─── TESTO DATO ───

# La Pupa e il Secchione e Viceversa: dal 7 gennaio su Italia 1



## fabri47 (3 Gennaio 2020)

Dopo tanti rinvii, ritorna La Pupa e il Secchione a dieci anni dall'ultima edizione. Stavolta, il programma avrà come protagonisti anche "pupi" maschi e "secchione" femmine, come recita appunto il titolo.

Alla conduzione *Paolo Ruffini* con *Francesca Cipriani*. Rispetto alle passate edizioni, il programma non si svolgerà più in uno studio, ma in una villa e le registrazioni sono avvenute lo scorso anno e finite nel mese di ottobre. Tra le pupe, si segnalano le presenze dell'influencer Stella Manente,, Asia Valente e Sofia Galazzo. Tra i secchioni c'è Marco Capaccioli.

─── MATERIALE FORNITO ───

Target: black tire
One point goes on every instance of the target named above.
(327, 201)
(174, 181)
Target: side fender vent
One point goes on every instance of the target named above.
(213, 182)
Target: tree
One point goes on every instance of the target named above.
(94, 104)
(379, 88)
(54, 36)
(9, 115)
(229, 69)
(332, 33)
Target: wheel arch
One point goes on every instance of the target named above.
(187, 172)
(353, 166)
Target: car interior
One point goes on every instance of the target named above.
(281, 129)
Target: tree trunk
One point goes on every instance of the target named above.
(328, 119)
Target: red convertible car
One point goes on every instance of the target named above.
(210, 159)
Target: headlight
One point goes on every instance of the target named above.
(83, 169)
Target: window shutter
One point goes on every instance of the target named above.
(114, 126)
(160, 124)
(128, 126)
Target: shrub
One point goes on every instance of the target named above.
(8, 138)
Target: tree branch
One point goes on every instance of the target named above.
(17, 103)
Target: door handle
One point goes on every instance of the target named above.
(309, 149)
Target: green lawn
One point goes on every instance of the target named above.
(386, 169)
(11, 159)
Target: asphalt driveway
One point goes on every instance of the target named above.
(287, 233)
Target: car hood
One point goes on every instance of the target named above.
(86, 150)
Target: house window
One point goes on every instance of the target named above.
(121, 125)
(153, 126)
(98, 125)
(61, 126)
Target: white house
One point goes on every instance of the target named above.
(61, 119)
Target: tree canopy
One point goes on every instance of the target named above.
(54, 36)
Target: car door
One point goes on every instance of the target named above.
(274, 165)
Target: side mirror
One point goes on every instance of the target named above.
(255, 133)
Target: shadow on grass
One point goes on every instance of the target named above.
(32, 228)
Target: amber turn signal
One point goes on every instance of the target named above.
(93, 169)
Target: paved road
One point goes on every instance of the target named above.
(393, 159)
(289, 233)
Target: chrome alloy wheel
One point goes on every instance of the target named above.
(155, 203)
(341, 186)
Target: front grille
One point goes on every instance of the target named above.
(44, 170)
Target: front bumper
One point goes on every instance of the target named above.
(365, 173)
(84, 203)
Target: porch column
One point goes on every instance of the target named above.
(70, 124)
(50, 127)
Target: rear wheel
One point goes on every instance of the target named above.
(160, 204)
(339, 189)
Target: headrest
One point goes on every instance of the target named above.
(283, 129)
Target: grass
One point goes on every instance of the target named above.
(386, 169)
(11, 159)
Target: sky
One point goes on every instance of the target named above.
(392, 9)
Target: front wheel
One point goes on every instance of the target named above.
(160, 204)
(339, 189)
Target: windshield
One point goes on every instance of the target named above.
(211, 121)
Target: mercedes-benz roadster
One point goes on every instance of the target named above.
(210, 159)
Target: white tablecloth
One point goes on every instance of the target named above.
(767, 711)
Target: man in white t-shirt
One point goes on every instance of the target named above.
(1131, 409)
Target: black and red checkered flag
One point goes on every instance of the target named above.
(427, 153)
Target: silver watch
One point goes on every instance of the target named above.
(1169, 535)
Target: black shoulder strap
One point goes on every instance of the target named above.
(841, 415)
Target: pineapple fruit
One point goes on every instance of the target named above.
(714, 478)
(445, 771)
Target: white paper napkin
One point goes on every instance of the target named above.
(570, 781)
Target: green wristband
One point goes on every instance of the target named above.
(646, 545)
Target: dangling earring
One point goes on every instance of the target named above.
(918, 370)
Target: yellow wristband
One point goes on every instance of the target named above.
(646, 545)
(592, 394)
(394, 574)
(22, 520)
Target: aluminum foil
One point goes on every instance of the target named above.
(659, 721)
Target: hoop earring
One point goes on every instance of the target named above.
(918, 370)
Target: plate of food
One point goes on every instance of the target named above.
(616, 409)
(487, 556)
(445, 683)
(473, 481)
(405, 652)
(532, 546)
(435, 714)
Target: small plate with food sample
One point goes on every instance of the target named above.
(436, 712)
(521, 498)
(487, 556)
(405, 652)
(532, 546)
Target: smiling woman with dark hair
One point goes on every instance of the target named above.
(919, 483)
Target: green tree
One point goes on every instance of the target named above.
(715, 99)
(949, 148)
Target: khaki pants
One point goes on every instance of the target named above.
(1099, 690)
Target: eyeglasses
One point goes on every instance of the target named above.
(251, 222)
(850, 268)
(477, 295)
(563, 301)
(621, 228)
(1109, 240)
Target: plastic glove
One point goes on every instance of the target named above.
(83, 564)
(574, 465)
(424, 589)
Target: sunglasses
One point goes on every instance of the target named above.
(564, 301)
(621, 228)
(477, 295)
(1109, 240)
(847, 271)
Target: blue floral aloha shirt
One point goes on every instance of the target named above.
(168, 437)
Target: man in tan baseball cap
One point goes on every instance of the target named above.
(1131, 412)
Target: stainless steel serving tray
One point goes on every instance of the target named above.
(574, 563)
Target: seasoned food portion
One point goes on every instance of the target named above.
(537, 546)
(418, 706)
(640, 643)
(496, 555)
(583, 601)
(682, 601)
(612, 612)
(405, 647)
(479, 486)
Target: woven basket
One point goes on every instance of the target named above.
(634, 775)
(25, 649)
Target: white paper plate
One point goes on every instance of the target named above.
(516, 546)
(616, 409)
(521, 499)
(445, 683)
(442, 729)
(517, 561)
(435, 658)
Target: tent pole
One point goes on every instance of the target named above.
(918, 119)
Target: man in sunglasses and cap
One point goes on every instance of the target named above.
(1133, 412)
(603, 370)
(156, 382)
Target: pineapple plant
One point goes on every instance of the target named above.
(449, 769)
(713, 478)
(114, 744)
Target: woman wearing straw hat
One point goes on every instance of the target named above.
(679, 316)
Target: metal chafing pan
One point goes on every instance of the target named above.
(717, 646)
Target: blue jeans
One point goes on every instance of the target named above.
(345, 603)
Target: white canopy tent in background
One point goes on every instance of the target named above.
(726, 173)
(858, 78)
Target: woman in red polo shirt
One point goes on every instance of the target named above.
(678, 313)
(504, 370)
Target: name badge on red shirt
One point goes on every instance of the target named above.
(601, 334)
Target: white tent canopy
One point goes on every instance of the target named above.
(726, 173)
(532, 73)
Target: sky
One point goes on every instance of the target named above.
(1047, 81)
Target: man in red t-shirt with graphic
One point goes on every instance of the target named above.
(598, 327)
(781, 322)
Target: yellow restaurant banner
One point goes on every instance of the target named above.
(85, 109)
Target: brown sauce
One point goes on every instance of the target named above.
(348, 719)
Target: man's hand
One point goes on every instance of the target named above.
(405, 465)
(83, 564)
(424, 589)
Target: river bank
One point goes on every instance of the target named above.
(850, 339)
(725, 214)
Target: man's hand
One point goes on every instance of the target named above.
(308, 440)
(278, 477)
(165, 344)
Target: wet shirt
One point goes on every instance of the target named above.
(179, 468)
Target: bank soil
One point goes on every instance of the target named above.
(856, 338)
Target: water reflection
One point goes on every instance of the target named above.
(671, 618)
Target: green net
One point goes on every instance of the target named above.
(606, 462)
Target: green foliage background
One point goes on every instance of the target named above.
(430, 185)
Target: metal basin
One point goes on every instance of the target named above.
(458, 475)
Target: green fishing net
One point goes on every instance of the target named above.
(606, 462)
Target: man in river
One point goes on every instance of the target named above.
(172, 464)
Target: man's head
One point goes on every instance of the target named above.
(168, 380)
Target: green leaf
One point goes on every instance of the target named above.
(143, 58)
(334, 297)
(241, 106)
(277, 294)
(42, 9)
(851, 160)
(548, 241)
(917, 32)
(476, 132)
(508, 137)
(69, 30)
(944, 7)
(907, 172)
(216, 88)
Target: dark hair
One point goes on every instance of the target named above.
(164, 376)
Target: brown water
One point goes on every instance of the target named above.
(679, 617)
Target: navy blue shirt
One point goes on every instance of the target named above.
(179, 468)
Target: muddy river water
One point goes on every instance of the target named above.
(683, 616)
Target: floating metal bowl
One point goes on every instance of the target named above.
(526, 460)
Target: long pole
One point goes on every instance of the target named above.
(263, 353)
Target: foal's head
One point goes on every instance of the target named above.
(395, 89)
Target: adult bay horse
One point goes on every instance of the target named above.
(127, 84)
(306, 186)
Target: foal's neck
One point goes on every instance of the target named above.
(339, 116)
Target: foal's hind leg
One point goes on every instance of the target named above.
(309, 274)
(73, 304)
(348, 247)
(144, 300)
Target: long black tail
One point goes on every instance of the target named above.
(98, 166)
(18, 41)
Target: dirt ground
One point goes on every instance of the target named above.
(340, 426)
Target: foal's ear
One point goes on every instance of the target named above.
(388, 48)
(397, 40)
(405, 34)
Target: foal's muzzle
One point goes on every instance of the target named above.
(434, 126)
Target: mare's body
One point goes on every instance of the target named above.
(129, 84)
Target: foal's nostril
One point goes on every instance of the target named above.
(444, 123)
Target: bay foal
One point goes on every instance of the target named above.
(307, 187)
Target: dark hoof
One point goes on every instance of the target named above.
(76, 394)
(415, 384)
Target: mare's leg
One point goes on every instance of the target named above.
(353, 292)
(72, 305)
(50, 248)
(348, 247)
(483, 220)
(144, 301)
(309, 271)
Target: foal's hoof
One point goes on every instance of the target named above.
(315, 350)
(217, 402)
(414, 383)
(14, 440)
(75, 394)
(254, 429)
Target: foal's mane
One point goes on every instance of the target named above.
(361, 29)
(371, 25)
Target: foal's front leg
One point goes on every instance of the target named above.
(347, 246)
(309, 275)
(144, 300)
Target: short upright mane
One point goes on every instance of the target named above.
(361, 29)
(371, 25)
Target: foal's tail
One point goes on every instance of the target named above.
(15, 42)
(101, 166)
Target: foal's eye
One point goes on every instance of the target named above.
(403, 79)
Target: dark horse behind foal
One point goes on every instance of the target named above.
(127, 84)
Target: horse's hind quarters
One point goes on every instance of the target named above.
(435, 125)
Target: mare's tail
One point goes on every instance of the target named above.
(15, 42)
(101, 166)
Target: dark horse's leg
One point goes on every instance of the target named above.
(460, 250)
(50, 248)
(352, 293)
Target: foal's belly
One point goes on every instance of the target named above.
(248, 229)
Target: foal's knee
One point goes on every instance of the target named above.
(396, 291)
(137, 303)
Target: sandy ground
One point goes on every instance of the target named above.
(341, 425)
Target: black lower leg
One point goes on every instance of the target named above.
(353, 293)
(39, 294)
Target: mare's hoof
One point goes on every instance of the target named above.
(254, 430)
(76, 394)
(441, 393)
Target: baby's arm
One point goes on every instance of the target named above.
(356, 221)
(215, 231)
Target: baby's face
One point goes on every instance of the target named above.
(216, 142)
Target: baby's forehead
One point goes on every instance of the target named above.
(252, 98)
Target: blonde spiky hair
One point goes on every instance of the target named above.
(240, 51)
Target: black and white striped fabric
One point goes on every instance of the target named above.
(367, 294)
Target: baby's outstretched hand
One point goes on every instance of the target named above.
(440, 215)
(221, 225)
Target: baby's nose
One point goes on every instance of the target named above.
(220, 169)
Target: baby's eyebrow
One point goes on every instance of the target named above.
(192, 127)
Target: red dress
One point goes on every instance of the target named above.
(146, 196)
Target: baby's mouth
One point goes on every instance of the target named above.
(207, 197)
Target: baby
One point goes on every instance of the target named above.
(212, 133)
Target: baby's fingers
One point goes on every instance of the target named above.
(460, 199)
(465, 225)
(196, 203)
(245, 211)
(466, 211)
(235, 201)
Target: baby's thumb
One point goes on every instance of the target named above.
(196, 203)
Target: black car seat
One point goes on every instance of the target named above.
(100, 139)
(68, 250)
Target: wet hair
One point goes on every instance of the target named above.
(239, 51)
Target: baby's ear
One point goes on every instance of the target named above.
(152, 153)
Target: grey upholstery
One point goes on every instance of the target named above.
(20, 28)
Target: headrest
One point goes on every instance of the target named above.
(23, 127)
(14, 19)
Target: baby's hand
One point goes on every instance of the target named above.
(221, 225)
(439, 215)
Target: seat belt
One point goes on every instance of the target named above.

───

◆ OBIETTIVO:
Per ognuna delle affermazioni seguenti, indica se è d'accordo con il testo su La Pupa e il Secchione, rispondendo sì o no e citando le parole precise del testo che lo decidono. 1. Il programma si svolge in uno studio televisivo. 2. Le registrazioni si sono concluse a ottobre. 3. Il programma torna dieci anni dopo l'ultima edizione.

◆ RISULTATO ESERCIZIO:
1. No: "il programma non si svolgerà più in uno studio, ma in una villa".
2. Sì: "le registrazioni sono avvenute lo scorso anno e finite nel mese di ottobre".
3. Sì: "ritorna La Pupa e il Secchione a dieci anni dall'ultima edizione".